In 1980, Sutherland wrote a paper entitled "Proposal for a Historical Drama Festival in Cape Coast", underscoring the significance she attached to connections between Africa and its Diaspora. This inspired the venture that came to fruition as the state-sponsored PANAFEST, the first Pan-African Historical Theater Festival, which was held in Cape Coast, Elmina and Accra, Ghana, from 12 to 19 December 1992, under the theme "The Re-emergence of African Civilization".

==Advocacy for children==
Sutherland presided over Ghana's ratification of the UN Convention on the Rights of the Child (the first country to do so) and chaired the National Commission on Children from 1983 to 1990, a period that marked the most vigorous and comprehensive child advocacy on a national scale in the history of Ghana. In this capacity, she steered a number of innovative programmes, including a Child Education Fund to support underserved communities, the Mobile Technical Workshop extending science learning to poor or rural children, and the securing of land to seed model child-centred park and library complexes around the country. She laid the groundwork for the Mmofra Foundation, active since 1997 as a civic organisation dedicated to enriching the cultural and intellectual lives of all children in Ghana. In 2012 the Playtime in Africa Initiative, inspired by her eponymous 1961 book, was launched to revitalise child-friendly public space advocacy.

⁂

Carry on the passage about Sutherland's festival work and child advocacy, starting after its last sentence.

⁂

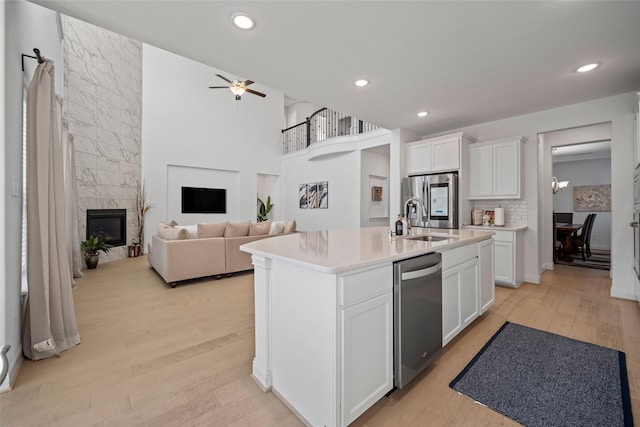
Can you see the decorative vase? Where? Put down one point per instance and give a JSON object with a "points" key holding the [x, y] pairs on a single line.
{"points": [[91, 259]]}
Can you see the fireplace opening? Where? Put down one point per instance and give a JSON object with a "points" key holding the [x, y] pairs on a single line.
{"points": [[108, 224]]}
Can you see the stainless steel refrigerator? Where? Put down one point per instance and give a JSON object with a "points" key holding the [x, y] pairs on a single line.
{"points": [[439, 195]]}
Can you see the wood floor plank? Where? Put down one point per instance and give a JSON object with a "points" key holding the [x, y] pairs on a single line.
{"points": [[153, 355]]}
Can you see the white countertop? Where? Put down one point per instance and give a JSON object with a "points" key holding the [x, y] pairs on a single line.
{"points": [[506, 227], [335, 251]]}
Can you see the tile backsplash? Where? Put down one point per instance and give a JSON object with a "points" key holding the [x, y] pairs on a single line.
{"points": [[515, 211]]}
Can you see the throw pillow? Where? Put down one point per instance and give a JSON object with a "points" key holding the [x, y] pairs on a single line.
{"points": [[276, 227], [289, 227], [260, 228], [237, 229], [212, 230], [191, 229], [170, 233]]}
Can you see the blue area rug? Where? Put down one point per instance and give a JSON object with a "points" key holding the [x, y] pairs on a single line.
{"points": [[542, 379]]}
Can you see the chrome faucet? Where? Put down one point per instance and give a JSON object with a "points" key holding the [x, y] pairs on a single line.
{"points": [[413, 200]]}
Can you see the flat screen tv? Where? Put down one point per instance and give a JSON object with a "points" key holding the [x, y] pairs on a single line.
{"points": [[204, 200]]}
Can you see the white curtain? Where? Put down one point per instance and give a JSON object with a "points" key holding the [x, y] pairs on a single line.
{"points": [[50, 322], [71, 199]]}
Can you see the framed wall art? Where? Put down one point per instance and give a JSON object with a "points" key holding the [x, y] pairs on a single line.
{"points": [[302, 196], [592, 198]]}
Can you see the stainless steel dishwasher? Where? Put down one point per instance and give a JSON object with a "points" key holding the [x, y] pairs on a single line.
{"points": [[417, 315]]}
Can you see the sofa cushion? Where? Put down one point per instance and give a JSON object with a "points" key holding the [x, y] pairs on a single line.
{"points": [[212, 230], [260, 228], [238, 229], [191, 229], [289, 227], [276, 227], [170, 233]]}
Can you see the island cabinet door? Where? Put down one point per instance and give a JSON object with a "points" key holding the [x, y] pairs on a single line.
{"points": [[367, 355], [459, 298], [487, 276]]}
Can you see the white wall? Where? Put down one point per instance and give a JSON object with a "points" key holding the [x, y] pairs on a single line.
{"points": [[375, 172], [339, 162], [189, 128], [585, 172], [341, 171], [25, 26], [617, 110]]}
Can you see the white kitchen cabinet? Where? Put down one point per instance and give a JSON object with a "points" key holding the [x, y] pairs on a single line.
{"points": [[460, 304], [435, 154], [494, 169], [509, 256], [366, 341], [367, 354], [487, 284]]}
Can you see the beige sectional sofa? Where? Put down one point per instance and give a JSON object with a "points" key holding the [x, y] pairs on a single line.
{"points": [[180, 253]]}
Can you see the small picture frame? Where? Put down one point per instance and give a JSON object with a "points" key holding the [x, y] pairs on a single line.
{"points": [[302, 196], [323, 191], [376, 193], [312, 195]]}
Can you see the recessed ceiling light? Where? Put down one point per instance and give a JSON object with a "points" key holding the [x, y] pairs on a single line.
{"points": [[587, 67], [242, 20]]}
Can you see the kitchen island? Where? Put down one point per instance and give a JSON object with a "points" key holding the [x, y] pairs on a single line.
{"points": [[324, 311]]}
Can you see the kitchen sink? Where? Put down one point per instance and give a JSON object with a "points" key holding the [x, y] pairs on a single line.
{"points": [[429, 238]]}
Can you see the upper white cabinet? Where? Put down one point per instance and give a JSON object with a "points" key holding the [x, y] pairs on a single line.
{"points": [[494, 169], [435, 154]]}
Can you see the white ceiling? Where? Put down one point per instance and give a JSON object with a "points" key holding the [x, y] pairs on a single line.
{"points": [[464, 62]]}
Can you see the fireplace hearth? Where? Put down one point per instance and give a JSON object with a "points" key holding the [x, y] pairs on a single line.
{"points": [[109, 225]]}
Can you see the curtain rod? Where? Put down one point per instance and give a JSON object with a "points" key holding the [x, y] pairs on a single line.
{"points": [[39, 57]]}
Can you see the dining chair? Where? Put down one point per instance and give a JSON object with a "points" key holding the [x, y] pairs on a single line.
{"points": [[581, 239]]}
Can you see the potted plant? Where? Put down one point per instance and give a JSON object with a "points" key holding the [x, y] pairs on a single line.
{"points": [[264, 209], [92, 247], [141, 206]]}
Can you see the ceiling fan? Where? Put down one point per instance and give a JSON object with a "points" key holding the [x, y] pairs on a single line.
{"points": [[237, 87]]}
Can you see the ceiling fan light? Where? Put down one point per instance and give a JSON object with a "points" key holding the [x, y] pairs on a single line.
{"points": [[587, 67], [242, 20], [237, 90]]}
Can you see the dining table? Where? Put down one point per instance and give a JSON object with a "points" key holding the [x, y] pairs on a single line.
{"points": [[565, 230]]}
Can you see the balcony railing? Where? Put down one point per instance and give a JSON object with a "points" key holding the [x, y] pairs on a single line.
{"points": [[321, 125]]}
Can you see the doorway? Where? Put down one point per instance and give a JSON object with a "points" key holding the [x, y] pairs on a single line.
{"points": [[567, 162], [583, 173]]}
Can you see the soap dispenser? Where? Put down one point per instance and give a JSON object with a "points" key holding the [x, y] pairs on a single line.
{"points": [[399, 226]]}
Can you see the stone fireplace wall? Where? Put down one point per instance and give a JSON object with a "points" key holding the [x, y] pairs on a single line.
{"points": [[103, 108]]}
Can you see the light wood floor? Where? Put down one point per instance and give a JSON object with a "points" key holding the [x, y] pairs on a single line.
{"points": [[151, 355]]}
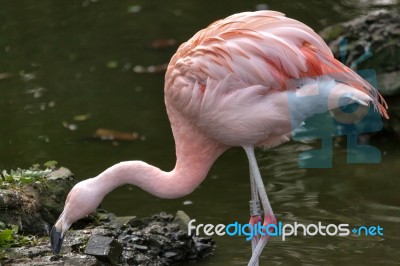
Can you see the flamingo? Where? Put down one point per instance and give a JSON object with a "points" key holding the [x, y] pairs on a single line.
{"points": [[229, 86]]}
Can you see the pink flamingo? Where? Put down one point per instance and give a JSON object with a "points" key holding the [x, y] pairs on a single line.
{"points": [[229, 86]]}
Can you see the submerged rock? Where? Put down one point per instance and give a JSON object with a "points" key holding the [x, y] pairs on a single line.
{"points": [[156, 240], [372, 42]]}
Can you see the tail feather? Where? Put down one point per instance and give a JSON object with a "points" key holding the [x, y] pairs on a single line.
{"points": [[320, 63]]}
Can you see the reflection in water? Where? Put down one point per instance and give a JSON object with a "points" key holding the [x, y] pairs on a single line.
{"points": [[79, 57]]}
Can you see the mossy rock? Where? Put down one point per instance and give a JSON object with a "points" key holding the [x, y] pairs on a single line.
{"points": [[35, 206]]}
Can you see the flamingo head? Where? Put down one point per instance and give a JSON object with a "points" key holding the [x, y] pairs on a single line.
{"points": [[82, 200]]}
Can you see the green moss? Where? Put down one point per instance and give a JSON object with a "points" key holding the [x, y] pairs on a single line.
{"points": [[25, 176], [9, 237]]}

⁂

Answer to this exercise
Her final most significant work at the Institute of African Studies, Legon, was her Children's Drama Development Project, which was aimed at developing materials, methods and staff for programmes of creative dramatics in and out of school. Sutherland was invited by UNICEF to join a worldwide network of scholars to consider a code of human rights for the protection of children.

Florence Laast, founder of Accra's St Martin de Porres School, speaking of how her own life had been impacted by Sutherland's mentorship, described her as "one of the greatest thinkers of our time" who believed that "the home is our first classroom, and our parents the first teachers".

==Legacy==
- Following the 1992 construction of the National Theatre of Ghana on the site occupied by the Drama Studio, a replica of the Studio was constructed on the campus of the University of Ghana as part of the facilities of the School of Performing Arts. On the occasion of the 50th anniversary of the university, the Studio was renamed the Efua Sutherland Drama Studio.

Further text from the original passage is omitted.